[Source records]
————

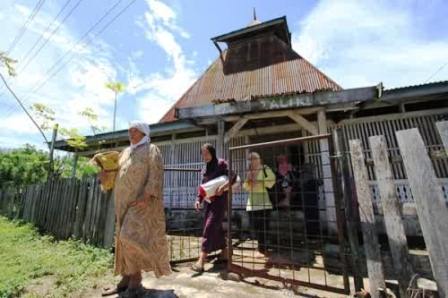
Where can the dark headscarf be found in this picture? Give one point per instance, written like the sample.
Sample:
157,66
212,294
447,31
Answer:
211,165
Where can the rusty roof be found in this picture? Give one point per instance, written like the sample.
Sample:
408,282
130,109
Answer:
260,65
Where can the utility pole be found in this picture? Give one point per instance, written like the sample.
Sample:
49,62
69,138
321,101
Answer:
53,140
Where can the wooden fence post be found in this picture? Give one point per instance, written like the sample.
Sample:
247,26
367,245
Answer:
442,127
392,213
371,245
431,207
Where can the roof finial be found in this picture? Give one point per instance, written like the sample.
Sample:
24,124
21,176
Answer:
255,21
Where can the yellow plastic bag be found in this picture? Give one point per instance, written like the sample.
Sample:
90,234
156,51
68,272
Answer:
108,162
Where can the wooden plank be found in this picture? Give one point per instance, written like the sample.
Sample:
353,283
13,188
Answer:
299,119
431,207
80,210
392,213
327,174
442,127
235,129
220,139
347,198
371,245
273,103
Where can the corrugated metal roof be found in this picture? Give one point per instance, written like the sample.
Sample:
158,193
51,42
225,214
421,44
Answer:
431,84
262,66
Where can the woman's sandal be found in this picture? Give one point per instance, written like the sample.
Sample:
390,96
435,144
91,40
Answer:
221,260
134,292
195,267
113,291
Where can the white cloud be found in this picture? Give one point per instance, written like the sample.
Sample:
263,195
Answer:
158,91
79,84
360,43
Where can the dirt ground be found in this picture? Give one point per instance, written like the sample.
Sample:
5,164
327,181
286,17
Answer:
215,283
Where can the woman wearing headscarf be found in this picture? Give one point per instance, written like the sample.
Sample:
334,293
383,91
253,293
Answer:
259,179
140,243
213,236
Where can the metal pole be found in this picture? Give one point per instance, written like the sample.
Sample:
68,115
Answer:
53,140
115,111
75,163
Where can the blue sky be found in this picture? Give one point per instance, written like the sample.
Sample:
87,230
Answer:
159,47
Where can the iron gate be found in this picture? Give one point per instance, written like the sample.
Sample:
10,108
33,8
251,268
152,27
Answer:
291,228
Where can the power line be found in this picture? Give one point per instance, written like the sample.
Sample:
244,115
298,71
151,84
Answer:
24,27
24,109
436,72
51,34
85,35
38,87
87,43
26,56
49,37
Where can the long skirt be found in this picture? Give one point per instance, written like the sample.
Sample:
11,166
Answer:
213,235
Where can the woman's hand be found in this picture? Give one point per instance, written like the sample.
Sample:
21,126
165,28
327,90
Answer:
219,191
140,204
197,206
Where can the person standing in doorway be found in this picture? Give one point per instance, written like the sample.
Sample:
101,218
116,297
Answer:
259,178
213,235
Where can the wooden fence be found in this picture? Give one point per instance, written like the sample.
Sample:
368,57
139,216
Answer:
430,205
65,208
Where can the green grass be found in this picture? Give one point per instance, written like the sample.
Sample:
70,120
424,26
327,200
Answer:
28,258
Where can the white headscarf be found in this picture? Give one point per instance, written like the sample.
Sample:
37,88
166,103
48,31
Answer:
144,128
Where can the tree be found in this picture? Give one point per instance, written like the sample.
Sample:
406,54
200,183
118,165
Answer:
23,166
27,165
116,87
8,63
91,117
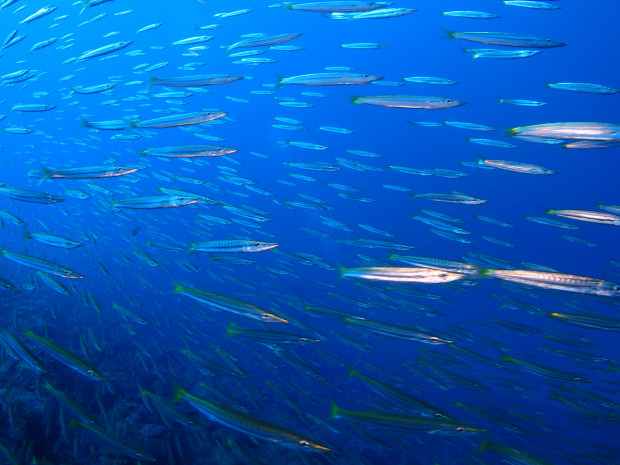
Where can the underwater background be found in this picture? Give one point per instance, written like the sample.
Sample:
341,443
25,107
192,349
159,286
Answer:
476,371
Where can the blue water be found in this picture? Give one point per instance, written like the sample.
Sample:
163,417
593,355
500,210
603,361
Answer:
513,406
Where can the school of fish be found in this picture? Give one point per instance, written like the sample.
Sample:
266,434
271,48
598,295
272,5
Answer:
340,285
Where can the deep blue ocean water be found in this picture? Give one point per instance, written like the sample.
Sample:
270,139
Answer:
522,416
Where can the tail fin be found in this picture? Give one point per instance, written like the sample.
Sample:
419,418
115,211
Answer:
335,412
179,392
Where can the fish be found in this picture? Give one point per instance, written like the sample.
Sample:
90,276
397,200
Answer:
87,172
270,337
195,80
26,195
105,50
15,349
66,357
583,87
501,54
244,423
570,130
32,107
589,216
228,304
39,14
374,14
182,119
263,40
531,4
557,281
342,6
188,151
421,424
450,198
410,333
506,38
409,101
401,274
471,14
154,201
40,264
545,371
232,245
517,167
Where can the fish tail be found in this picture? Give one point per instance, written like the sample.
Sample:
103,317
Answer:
74,423
46,173
335,410
179,392
483,272
341,271
86,4
231,330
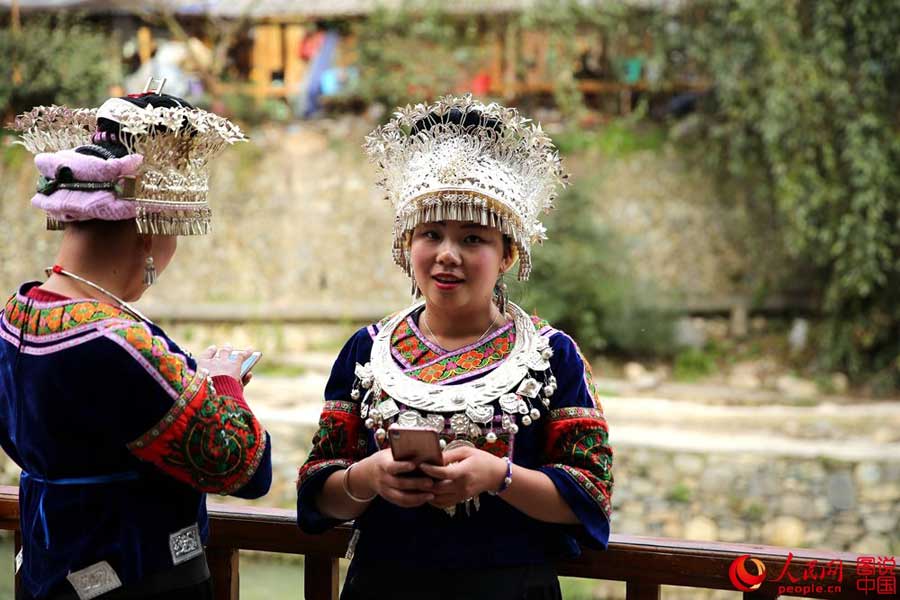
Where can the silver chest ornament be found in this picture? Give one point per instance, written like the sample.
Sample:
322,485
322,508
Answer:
382,384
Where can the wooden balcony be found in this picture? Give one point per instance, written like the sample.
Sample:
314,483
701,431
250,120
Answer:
644,563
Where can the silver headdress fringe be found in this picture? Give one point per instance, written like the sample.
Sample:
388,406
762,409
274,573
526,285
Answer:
503,177
177,144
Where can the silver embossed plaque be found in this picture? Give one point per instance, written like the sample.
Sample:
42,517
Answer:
94,580
185,544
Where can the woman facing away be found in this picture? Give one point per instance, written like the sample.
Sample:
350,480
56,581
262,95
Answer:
526,465
119,432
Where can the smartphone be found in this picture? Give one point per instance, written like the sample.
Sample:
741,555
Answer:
249,362
416,444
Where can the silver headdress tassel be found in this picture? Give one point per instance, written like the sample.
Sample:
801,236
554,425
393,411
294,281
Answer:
171,187
469,162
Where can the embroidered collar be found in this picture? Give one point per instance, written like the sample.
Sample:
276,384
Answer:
527,353
426,361
49,318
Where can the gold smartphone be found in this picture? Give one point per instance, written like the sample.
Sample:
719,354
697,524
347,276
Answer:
415,444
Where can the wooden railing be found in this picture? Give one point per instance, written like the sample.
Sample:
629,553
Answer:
644,563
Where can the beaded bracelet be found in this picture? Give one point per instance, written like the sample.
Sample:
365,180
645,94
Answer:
345,483
507,481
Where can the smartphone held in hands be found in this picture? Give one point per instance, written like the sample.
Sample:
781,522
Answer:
415,444
249,363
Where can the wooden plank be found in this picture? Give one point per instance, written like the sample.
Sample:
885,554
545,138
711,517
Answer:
224,566
644,562
320,577
639,590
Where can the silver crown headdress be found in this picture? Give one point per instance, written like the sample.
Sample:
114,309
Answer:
461,160
170,189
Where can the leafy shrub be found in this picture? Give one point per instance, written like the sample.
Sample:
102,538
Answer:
805,118
582,283
55,60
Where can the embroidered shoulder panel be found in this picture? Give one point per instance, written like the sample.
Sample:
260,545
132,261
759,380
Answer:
168,367
209,441
53,318
577,441
409,347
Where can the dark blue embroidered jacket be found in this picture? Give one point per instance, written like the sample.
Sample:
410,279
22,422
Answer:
118,436
568,443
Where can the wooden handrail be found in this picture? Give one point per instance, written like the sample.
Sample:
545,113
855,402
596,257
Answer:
644,563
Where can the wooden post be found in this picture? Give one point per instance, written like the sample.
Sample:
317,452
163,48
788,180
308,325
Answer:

————

▶ [YOUR TASK] Output nothing but the entries above, exactly, once the pictures are removed.

▶ [EXERCISE ANSWER]
Where can the dark headscarf be found in this picture? Give one point per instance, written like the sample.
Sample:
157,66
212,294
447,31
Answer:
211,165
Where can the rusty roof be found in this picture? Give one point per instance, written like the sample.
Sample:
408,282
130,109
Answer:
260,65
Where can the utility pole be found in this picture? Give one point per instance, written like the sample.
Sample:
49,62
69,138
321,101
Answer:
53,140
Where can the wooden fence post be found in this picture? Give one point per instance, written like the sample.
Sample:
247,26
367,245
Answer:
442,127
392,213
371,245
431,207
Where can the roof finial be found in this picture? Give one point per instance, written like the sample.
Sample:
24,124
21,176
Answer:
255,21
Where can the yellow plastic bag be found in this picture? Give one point per instance, written like the sample.
Sample:
90,234
156,51
68,272
Answer:
108,162
Where can the wooden plank be found in this picture? Give one point per instance, written like the sample.
Sample:
353,283
13,188
Answer:
299,119
431,207
80,210
392,213
327,174
442,127
235,129
220,139
347,198
371,245
273,103
Where can the corrugated metal roof be found in this picture? Give one point per instance, written like the sample.
Sample:
158,193
51,42
225,214
421,44
Answer:
431,84
262,66
Where can the woman's sandal be found in this picture? Give one point per instance, written like the sample.
Sample:
390,96
435,144
91,40
Answer:
221,260
134,292
195,267
113,291
Where can the white cloud be found in this picture? Give one point per instance, written like the sample.
Sample:
263,195
Answer:
158,91
79,84
360,43
Where can the dirt ground be found in this picture? Give one point per instance, written like the sample.
Sample:
5,164
327,181
286,17
Answer:
215,283
Where can the woman wearing headscarf be found in this picture? Give one point per instance, written like the sample.
Sample:
334,293
383,91
253,293
Answer:
259,179
140,243
213,236
Where can the metal pole be found in this picture? Give one point per instance, written like the sample.
Sample:
68,115
Answer:
53,140
115,111
75,163
Where can the blue sky be found in this picture? Give one point per instance, written like the sample.
Sample:
87,230
Answer:
159,47
Where can the iron gate be found in this picture? Give one point per instance, written like the sample.
Sample:
10,108
33,8
251,268
152,27
Answer:
291,228
Where can the power line be found in this picture? Give one point per instance, written like the sample.
Sample:
244,115
298,71
151,84
Answer:
24,27
24,109
436,72
51,34
85,35
38,87
87,43
26,56
49,37
Where can the long skirt be found in this picture? Give one point per instance, written like the sample.
Sample:
11,166
Answer:
213,235
Where can the woman's hand be found in this picture? Give one point per instance, written like the sample.
Sample:
21,126
165,28
327,90
Answer:
219,191
140,204
197,206
Where can the person standing in doorway be found in this picture? Give one point per instance, written like the sample.
Sample:
101,218
116,297
Answer:
259,178
213,235
Where can the wooden fence be found in this picture? Give one point per instance, written like the sample.
Sample:
368,57
139,216
Answer:
430,205
65,208
Where can the green grass be found in this picture? Give one point per instance, written like the sample.
Sample:
70,120
424,26
327,200
Answer:
28,258
Where can the white headscarf be found in this picture? Give one point per instance, written like the sample.
Sample:
37,88
166,103
48,31
Answer:
144,128
Where can the tree be found in this picture? Give one point per instance, written like the sample.
Sample:
406,54
200,183
118,165
Answer:
23,166
27,165
116,87
8,63
91,117
Where can the underwater background be found in this picture? Give one point per instance, written like the sample.
Sample:
341,443
25,107
192,349
159,286
Answer:
476,371
Where can the blue water be found in this picture? Give one point per instance, written like the sample.
Sample:
163,417
593,355
500,210
603,361
Answer:
513,406
Where can the school of fish be found in this picture? Give one point per instance, written like the sample.
Sample:
266,434
271,48
598,295
272,5
Answer:
340,285
Where can the deep blue ocean water be found in this picture? Give one point per instance, written like the sample.
Sample:
270,139
Answer:
522,416
Where can the tail fin be found in this picture? Give one point per instance, written like the sample.
Sample:
419,418
115,211
Answer:
335,412
179,392
Where can the fish be found in this picture? Give one point per instance, written like the sample.
Sample:
90,276
397,200
Answer:
87,172
270,337
195,80
26,195
105,50
15,349
66,357
583,87
501,54
244,423
570,130
32,107
589,216
228,304
39,14
374,14
182,119
263,40
531,4
557,281
342,6
188,151
421,424
450,198
410,333
506,38
409,101
401,274
471,14
154,201
40,264
545,371
232,245
517,167
Where can the fish tail be found in this picture? Give one point per instance, written like the sample.
Sample:
103,317
Answer:
74,423
46,173
335,410
179,392
483,272
341,271
86,4
231,330
Where can the silver chest ornament be found in this picture? Give one point per instance, written like the sample.
Sample:
322,485
322,508
Answer:
382,384
Where can the wooden balcony be found in this picture? Give one point per instance, written like the sample.
Sample:
314,483
701,431
250,120
Answer:
644,563
Where can the silver headdress fringe be found in this picture? Give one point per instance, written like the sample.
Sample:
388,406
762,409
274,573
526,285
Answer:
503,177
177,144
Where can the silver embossed plaque be found in this picture? Give one point per instance, written like the sample.
Sample:
42,517
Answer:
94,580
185,544
Where can the woman facing away be found in this picture? Give one point per instance, written like the sample.
Sample:
350,480
56,581
262,95
Answer:
526,465
119,432
Where can the smartphone be found in this picture? Give one point per instance, written like the sample.
Sample:
741,555
Answer:
249,362
416,444
Where can the silver headdress tassel be found in this picture? Give one point per instance, written like the sample.
Sample:
801,236
554,425
393,411
294,281
Answer:
171,187
469,162
Where can the embroidered collar be found in this picture? Give one point per instance, written like the sample.
Sample:
276,384
Answer:
527,353
426,361
49,318
Where can the gold smartphone be found in this picture? Give one point per instance, written like the sample.
Sample:
719,354
697,524
347,276
Answer:
415,444
Where can the wooden railing be found in this picture? Give one point per instance, written like the sample.
Sample:
629,553
Answer:
644,563
Where can the beaded bracelet be found in this picture? Give one point per instance, written like the sample.
Sample:
365,180
645,94
Answer:
345,483
507,481
Where can the smartphone held in hands be found in this picture? Give one point per instance, written like the sample.
Sample:
781,522
Answer:
415,444
249,363
Where can the wooden plank be found in this picture? Give one point per instance, written like the sample.
Sample:
885,554
545,138
711,517
Answer:
224,566
644,562
320,577
639,590
Where can the silver crown headdress be found in this picture? Give one point per instance, written like the sample.
Sample:
114,309
Answer:
461,160
170,189
Where can the leafy shrub be found in this picture? Give one point per instance, written like the sample.
Sample:
102,538
Answer:
805,118
582,283
55,60
Where can the embroidered shoulder panel be found in this picture? Give one point per instance, written like the sample.
Sample:
260,545
132,261
759,380
Answer:
168,367
209,441
53,318
577,441
409,347
Where can the dark blue embroidered jacket be found in this picture? Give one point per instance, written like the sample.
Sample:
410,279
22,422
Answer:
118,436
568,443
Where can the wooden handrail be found in this picture? Give one point per instance, written like the sample.
Sample:
545,113
855,402
596,257
Answer:
644,563
Where can the wooden post be found in this picture? Give one point per instance, written like the sample.
Sample:
317,452
163,48
788,180
308,325
Answer:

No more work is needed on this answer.